◆ **EXCERPTED DATA**
•••••
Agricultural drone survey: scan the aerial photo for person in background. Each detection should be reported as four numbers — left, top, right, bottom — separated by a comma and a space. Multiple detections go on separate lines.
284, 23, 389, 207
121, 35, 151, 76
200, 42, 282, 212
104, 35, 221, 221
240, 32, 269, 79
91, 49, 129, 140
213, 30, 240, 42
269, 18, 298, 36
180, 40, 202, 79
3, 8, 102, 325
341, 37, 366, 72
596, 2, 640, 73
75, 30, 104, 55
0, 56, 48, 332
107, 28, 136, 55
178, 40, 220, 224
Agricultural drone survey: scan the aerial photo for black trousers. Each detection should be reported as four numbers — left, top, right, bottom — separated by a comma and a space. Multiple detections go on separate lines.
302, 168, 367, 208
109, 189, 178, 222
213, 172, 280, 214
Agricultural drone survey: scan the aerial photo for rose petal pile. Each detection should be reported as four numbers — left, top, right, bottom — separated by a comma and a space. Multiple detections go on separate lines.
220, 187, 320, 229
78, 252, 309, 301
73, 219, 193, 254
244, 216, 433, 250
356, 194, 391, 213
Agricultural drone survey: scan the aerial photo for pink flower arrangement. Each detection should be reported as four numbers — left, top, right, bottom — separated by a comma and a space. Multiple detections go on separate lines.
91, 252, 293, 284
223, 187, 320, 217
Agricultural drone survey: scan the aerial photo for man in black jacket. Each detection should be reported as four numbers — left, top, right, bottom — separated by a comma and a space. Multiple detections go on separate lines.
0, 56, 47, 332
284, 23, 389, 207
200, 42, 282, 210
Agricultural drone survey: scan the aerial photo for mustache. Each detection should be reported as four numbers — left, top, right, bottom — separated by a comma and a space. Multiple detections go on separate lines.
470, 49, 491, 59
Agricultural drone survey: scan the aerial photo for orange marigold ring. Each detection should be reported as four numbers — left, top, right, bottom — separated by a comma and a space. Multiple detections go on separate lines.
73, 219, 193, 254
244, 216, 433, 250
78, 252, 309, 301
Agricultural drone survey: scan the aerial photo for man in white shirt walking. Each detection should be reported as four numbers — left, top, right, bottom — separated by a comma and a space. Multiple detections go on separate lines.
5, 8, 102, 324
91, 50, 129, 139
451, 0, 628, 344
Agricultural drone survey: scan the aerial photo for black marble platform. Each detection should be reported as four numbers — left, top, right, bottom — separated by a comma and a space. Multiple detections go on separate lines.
•••••
◆ **OBJECTIVE**
Could you output every line of the data above again, unchanged and in the same order?

◆ **WRITTEN REPLY**
Agricultural drone survey: scan the aerial photo for person in background. Each detection should be reported as four numbers — left, top, right, bottom — separated by a comma and a space. Multiple detections go on separate lines.
284, 23, 389, 207
121, 35, 151, 76
200, 42, 282, 212
104, 35, 221, 221
240, 32, 269, 79
91, 49, 129, 140
213, 30, 240, 42
269, 18, 298, 36
180, 40, 202, 79
3, 8, 102, 325
341, 37, 366, 72
596, 2, 640, 73
75, 30, 104, 55
0, 56, 48, 332
107, 28, 136, 55
178, 40, 220, 224
Agricultural drone survey: scan the aerial photo for black trousers. Each detection should be reported as four numbers — left, top, right, bottom — separated by a comma and a space. Multiple detections go on separate lines.
302, 168, 367, 208
109, 189, 178, 222
213, 172, 280, 214
Agricultural drone survey: scan the aerial photo for rose petal pile. Each detection should be reported as four numbers — left, top, right, bottom — separated by a comma and a space. Multiple detections go on separate lines.
220, 187, 320, 229
78, 252, 309, 301
73, 219, 193, 254
244, 216, 433, 250
356, 194, 391, 213
Agricultural drone survey: scan the aerial photo for pink flower arrangement. Each detection should be reported as four numbers — left, top, right, bottom — separated by a comma and a space. Multiple detections go on separate lines.
91, 252, 293, 284
223, 187, 320, 217
Agricultural drone survey: scan the aerial photo for man in black jacket. Each detection should be reported as four numbers — left, top, right, bottom — separated by a comma and a space. Multiple detections go on separate lines.
0, 56, 47, 332
284, 23, 389, 207
200, 42, 282, 210
Agricultural drone survey: scan the aerial photo for mustache. Each detection should be reported as four numbers — left, top, right, bottom — separated by a comma and a space. Multiple detections go on separate lines.
470, 49, 491, 59
Agricultural drone survey: scan the aerial photo for orange marigold ring. Each detection should be reported as four numbers — left, top, right, bottom — separated by a comma and a space. Multiple detections go on separate lines.
73, 219, 193, 254
244, 216, 433, 250
78, 252, 309, 301
Agricultural drone survey: scan the aerial photo for man in white shirt walking. Each detection should be reported as four numbers — left, top, right, bottom — separated by a comma and a space. Multiple detections go on separate lines.
5, 8, 102, 324
91, 50, 129, 139
451, 0, 628, 344
Agricultural drone survey: scan the aerial photo for black marble platform. Each detection should be reported as four numbers — left, top, right, bottom — separated by a comma and a space. Multiple detections go on separate lines.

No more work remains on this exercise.